### What this task involves
Quote the lines below word for word, but leave out the pictures.

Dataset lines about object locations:
○ ○ ○ ○

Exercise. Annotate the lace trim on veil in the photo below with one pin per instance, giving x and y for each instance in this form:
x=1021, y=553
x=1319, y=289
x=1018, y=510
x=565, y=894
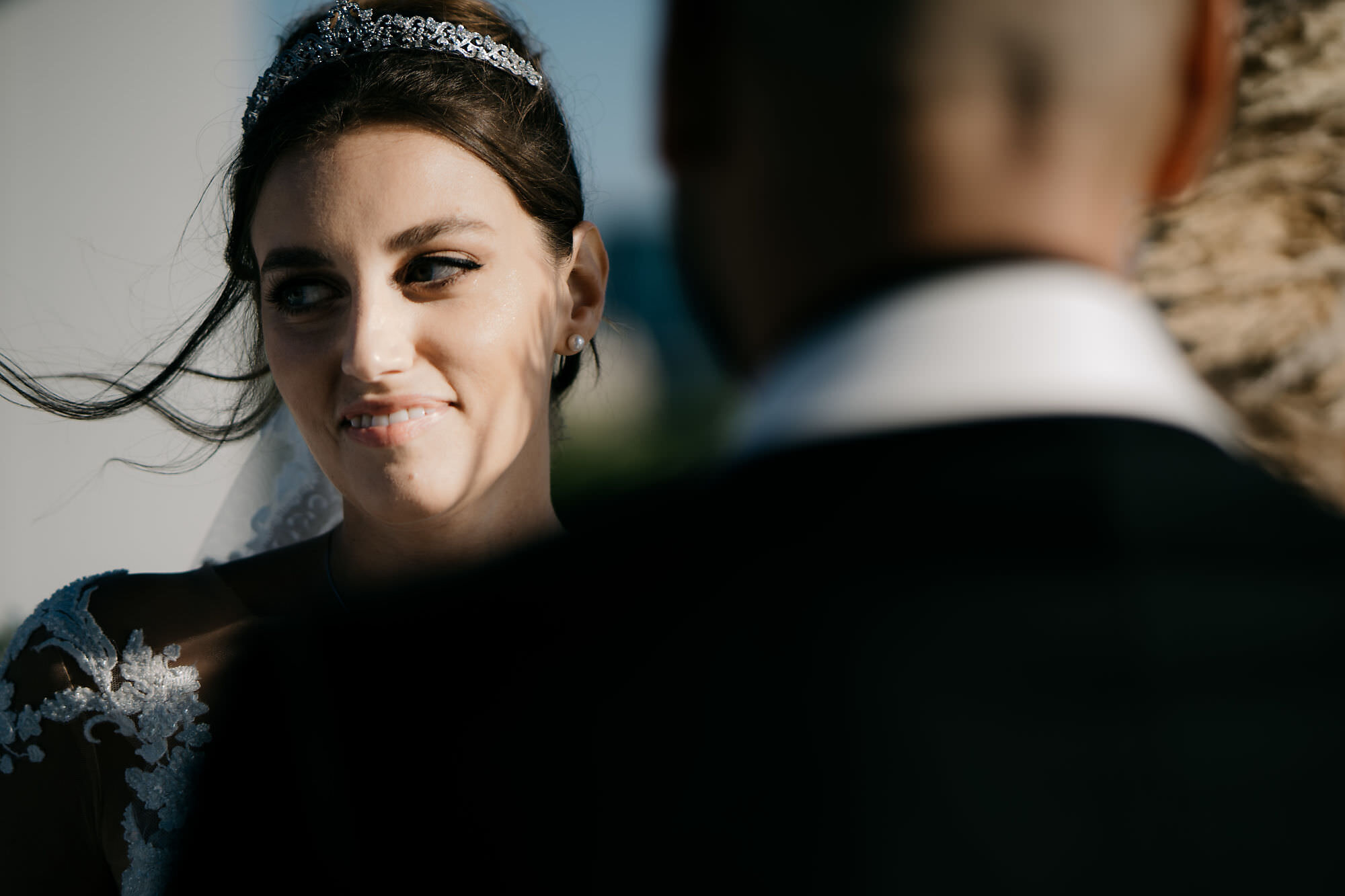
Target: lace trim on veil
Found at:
x=280, y=497
x=143, y=696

○ ○ ○ ○

### Worked solution
Exercise. Annotate the lace trim on veil in the photo below with one pin per instance, giving x and y for each instance in this form:
x=1021, y=553
x=1319, y=289
x=1018, y=510
x=565, y=894
Target: lace trim on veil
Found at:
x=280, y=497
x=143, y=696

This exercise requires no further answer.